Data extracted from a collection
◆ ◆ ◆ ◆

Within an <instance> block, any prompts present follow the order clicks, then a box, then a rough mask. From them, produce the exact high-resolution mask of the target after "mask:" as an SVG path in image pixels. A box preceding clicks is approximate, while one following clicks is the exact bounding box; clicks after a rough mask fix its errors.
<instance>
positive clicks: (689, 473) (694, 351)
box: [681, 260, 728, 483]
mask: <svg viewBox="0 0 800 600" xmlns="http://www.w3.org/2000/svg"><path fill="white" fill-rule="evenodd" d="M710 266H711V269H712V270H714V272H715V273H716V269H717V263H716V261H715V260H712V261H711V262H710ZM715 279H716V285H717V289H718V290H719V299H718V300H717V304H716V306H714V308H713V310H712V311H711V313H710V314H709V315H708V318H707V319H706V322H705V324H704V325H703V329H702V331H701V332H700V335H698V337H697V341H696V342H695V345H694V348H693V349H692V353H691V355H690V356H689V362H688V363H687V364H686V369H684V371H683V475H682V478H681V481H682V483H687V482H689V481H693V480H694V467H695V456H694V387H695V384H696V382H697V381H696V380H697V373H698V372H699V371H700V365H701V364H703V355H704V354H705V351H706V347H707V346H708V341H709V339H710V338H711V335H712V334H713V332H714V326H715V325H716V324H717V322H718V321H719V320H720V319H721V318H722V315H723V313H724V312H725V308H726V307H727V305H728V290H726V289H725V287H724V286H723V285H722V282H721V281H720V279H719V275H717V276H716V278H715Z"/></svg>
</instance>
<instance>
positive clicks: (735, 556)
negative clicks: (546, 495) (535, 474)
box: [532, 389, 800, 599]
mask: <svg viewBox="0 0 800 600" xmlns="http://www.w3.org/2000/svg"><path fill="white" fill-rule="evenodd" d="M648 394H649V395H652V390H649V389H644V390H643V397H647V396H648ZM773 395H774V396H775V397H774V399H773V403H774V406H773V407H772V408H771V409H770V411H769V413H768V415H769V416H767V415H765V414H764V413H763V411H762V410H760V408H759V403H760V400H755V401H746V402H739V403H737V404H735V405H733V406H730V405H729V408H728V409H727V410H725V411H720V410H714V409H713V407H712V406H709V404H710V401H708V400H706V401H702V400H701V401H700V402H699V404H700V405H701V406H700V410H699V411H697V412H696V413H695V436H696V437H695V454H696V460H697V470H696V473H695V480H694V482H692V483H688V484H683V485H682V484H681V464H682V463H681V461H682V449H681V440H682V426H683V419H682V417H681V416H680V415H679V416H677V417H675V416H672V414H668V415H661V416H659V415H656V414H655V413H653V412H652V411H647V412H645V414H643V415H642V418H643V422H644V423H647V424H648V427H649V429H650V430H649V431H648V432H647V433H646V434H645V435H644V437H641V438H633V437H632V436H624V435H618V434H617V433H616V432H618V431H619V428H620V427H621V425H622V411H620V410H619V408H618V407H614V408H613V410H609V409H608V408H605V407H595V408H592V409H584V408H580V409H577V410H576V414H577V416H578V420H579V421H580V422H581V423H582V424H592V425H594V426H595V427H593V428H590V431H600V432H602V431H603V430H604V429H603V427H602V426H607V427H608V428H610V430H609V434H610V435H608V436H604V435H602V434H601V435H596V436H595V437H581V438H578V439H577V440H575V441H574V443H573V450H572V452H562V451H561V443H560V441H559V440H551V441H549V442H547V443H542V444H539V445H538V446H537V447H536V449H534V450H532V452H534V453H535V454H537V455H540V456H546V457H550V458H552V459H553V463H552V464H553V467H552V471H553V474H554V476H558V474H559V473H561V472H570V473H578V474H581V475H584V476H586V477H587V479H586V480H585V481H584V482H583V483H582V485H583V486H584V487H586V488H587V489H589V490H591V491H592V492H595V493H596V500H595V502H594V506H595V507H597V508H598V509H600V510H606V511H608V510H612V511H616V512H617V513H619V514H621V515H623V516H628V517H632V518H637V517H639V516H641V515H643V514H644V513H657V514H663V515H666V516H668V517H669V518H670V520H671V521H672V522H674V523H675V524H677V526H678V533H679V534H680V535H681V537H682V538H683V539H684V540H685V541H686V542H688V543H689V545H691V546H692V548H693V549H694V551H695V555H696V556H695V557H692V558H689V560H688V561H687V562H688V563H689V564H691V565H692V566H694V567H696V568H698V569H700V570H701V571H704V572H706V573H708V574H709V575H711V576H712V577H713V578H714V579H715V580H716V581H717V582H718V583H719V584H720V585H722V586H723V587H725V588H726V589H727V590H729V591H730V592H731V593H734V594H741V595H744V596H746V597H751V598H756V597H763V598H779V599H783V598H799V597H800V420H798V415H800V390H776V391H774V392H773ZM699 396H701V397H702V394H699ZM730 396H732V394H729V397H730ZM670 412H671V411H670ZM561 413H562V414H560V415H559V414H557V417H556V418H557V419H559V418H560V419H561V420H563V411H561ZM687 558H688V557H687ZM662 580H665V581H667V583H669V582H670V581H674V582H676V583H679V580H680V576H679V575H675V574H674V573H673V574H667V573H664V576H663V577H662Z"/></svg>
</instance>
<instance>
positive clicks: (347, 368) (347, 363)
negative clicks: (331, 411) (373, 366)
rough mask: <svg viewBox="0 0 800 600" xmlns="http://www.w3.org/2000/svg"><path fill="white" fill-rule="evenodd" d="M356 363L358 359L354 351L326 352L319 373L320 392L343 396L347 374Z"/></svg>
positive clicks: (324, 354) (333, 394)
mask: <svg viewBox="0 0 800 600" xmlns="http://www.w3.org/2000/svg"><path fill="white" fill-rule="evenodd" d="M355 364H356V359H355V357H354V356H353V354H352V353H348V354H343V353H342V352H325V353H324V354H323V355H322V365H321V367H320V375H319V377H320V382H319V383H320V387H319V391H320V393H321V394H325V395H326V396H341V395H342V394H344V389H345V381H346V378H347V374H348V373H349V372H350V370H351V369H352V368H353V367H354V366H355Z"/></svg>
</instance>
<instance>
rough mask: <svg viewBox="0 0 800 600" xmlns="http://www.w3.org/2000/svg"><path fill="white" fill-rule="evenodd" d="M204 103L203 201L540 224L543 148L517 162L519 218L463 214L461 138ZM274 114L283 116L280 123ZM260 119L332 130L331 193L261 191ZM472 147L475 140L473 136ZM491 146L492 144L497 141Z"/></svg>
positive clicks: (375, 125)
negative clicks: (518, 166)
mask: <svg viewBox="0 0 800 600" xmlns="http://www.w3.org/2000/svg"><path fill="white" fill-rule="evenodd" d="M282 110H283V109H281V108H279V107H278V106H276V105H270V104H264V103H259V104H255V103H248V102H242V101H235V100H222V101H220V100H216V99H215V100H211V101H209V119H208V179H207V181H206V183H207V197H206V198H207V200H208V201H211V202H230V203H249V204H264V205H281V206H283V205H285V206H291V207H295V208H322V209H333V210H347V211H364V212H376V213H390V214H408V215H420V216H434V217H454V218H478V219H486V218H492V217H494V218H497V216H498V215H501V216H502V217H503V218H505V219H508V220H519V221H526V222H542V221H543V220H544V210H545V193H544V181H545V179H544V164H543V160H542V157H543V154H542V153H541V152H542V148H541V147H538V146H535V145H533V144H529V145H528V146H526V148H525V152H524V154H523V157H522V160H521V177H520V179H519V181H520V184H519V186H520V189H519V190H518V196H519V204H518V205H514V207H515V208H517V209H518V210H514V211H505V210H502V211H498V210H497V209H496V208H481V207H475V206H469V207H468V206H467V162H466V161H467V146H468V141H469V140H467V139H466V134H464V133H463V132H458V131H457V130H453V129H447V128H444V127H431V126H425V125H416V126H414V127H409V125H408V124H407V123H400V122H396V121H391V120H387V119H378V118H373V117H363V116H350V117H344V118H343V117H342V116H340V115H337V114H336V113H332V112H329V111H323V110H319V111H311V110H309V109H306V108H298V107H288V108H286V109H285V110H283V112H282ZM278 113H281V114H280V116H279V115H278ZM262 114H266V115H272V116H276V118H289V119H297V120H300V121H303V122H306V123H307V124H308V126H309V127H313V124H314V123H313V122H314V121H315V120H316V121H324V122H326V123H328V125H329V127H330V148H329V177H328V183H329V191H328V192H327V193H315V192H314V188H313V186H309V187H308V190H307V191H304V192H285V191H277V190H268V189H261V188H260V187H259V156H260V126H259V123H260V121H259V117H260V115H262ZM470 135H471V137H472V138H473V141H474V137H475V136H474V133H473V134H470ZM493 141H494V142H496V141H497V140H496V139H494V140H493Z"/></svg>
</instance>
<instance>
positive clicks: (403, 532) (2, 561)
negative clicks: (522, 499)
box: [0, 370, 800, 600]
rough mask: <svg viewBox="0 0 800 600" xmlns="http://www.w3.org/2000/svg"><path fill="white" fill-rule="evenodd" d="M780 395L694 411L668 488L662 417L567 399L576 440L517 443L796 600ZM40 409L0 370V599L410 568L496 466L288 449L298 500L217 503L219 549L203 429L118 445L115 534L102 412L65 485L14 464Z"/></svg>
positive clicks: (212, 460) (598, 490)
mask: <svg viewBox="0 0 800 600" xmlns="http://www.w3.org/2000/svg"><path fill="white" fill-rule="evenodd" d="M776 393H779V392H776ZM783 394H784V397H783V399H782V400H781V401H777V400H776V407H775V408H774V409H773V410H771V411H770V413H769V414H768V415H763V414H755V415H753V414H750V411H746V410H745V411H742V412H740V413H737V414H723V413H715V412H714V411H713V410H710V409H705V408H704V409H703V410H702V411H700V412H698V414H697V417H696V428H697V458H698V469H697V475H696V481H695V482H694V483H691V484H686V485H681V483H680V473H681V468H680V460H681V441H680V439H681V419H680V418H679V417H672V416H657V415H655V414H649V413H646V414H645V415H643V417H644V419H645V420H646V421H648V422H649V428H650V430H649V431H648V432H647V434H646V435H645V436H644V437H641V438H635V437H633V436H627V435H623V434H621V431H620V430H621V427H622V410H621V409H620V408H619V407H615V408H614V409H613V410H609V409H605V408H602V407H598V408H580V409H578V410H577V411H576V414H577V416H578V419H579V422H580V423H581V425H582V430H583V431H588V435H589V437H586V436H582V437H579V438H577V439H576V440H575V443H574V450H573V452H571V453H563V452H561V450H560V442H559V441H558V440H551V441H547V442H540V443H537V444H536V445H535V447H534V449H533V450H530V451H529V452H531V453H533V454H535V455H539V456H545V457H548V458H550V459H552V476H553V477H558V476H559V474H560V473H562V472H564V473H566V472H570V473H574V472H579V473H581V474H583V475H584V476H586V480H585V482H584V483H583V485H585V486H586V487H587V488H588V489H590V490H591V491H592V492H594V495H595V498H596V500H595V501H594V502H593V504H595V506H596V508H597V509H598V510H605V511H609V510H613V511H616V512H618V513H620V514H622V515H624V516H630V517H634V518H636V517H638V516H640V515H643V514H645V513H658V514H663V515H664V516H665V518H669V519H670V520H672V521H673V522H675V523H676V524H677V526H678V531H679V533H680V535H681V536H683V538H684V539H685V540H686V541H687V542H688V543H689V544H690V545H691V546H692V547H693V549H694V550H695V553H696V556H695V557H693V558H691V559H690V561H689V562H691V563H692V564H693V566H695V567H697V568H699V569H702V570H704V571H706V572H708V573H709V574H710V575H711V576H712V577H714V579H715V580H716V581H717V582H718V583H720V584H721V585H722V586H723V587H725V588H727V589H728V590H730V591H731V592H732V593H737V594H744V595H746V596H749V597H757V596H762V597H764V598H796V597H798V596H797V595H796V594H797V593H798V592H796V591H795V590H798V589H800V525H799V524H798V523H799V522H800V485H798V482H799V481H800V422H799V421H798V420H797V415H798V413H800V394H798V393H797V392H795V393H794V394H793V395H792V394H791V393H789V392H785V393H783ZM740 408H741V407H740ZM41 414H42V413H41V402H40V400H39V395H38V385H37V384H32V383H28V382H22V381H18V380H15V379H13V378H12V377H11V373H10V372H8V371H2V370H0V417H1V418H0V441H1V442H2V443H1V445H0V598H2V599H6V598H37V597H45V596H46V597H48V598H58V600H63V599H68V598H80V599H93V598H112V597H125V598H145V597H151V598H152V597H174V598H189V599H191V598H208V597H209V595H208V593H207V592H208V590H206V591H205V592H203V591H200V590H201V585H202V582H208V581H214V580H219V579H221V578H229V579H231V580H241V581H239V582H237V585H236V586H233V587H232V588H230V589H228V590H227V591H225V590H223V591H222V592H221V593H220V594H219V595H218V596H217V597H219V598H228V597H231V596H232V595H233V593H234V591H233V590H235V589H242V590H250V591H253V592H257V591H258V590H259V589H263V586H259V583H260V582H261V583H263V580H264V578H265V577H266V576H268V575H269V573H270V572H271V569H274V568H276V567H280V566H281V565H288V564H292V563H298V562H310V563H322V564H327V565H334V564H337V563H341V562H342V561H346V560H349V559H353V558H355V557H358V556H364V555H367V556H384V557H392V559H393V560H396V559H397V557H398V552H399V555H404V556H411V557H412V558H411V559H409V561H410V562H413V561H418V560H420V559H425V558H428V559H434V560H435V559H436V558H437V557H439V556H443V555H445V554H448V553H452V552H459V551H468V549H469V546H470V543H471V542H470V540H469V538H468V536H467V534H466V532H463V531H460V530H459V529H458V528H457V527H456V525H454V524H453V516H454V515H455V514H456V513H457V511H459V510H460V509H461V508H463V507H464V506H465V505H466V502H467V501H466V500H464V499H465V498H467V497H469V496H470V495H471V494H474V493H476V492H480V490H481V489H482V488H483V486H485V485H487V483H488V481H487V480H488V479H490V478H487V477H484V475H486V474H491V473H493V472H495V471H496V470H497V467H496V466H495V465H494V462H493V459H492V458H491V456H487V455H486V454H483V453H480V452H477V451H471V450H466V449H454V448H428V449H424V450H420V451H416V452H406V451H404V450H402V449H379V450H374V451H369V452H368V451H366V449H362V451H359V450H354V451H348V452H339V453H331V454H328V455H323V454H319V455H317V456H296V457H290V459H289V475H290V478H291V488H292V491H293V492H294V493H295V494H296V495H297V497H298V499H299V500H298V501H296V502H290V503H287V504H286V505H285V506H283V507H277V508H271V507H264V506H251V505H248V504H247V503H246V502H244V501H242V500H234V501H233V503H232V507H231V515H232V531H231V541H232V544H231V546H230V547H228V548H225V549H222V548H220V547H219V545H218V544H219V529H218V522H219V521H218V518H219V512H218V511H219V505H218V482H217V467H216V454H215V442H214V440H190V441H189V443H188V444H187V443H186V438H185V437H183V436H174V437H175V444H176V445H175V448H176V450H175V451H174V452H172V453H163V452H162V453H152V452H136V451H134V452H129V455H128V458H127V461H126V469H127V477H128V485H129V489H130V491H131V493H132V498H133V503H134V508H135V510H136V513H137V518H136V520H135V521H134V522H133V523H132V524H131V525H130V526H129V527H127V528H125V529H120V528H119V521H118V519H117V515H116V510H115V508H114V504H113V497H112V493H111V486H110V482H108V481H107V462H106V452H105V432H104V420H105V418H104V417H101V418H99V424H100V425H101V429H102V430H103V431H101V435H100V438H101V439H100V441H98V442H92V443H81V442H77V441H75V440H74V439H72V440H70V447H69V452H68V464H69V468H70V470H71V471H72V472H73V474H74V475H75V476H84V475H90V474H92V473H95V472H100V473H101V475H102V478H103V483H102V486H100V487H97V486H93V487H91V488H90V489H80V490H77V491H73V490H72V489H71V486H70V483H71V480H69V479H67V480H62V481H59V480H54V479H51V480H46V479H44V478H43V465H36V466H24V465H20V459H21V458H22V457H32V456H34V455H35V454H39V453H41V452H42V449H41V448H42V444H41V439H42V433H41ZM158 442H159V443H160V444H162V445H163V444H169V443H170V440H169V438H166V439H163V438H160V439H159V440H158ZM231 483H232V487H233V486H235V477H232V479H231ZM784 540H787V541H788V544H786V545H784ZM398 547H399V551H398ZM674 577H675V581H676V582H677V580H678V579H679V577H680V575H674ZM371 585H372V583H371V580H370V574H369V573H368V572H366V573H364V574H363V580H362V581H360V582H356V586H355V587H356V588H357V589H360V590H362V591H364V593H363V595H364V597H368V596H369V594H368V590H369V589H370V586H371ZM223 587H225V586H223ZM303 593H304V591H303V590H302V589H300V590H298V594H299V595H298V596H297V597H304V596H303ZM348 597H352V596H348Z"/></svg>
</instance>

◆ ◆ ◆ ◆

* _Work task_
Word for word, output the lines of the data from its first line through the line where "positive clicks: (689, 473) (694, 351)" appears, and stop there.

* _Answer area_
Within an <instance> block, any prompts present follow the order clicks, then a box, then a rough mask. From them, produce the exact high-resolution mask of the target after "mask:" as an SVG path in image pixels. A box preceding clicks is approximate, while one following clicks is the exact bounding box; clicks after a rough mask fix its errors.
<instance>
positive clicks: (689, 473) (694, 351)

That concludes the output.